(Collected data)
>>

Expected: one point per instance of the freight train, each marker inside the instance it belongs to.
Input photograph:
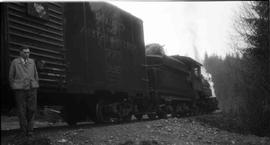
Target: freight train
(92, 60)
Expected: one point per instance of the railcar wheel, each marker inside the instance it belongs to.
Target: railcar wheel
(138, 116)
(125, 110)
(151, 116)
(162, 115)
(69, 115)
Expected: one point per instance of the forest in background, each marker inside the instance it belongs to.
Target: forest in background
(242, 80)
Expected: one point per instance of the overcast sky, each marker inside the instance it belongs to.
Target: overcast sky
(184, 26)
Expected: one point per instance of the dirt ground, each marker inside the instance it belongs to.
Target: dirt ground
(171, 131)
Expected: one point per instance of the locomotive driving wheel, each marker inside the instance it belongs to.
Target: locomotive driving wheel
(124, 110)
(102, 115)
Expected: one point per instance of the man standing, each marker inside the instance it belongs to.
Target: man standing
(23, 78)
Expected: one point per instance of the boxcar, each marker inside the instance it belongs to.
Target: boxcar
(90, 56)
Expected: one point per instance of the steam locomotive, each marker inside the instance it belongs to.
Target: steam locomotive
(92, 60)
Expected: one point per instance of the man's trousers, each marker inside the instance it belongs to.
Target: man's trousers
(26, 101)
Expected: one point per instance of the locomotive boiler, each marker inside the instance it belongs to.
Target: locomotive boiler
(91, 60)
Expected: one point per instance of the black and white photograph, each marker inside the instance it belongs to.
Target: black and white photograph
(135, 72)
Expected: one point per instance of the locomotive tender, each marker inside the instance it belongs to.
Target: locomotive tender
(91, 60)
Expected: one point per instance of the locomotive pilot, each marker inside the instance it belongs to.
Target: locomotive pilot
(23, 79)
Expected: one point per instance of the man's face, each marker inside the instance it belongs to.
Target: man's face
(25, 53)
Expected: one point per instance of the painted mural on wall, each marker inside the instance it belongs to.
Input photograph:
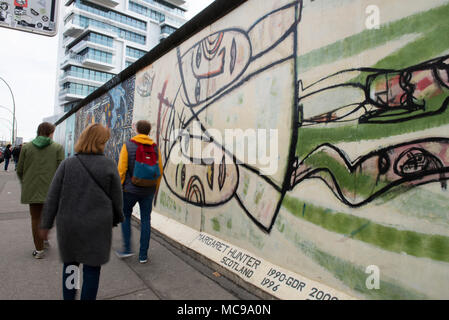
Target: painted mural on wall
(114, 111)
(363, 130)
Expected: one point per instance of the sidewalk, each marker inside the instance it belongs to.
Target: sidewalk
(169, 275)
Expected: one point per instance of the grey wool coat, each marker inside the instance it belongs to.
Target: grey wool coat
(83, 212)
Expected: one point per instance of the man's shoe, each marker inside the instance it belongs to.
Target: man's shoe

<<
>>

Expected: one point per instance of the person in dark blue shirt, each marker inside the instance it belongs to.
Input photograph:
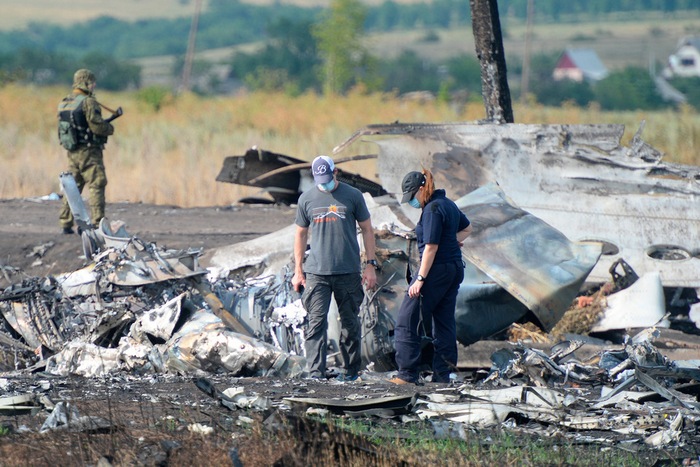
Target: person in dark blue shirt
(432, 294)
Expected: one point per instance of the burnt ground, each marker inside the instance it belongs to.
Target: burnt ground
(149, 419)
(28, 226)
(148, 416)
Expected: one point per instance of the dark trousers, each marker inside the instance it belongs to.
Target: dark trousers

<<
>>

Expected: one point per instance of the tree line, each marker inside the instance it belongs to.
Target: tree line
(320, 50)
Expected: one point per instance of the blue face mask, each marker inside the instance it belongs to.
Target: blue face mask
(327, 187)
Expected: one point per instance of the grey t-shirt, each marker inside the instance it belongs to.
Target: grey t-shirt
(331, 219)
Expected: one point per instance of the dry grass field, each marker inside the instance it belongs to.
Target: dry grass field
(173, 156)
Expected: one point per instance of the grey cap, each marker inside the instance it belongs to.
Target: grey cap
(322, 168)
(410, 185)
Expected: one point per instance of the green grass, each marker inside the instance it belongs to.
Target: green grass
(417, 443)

<<

### [THE PROBLEM]
Across the records above, count the lines holding "shoe" and reply with that number alone.

### [SOLUTION FOR THIS EXERCISE]
2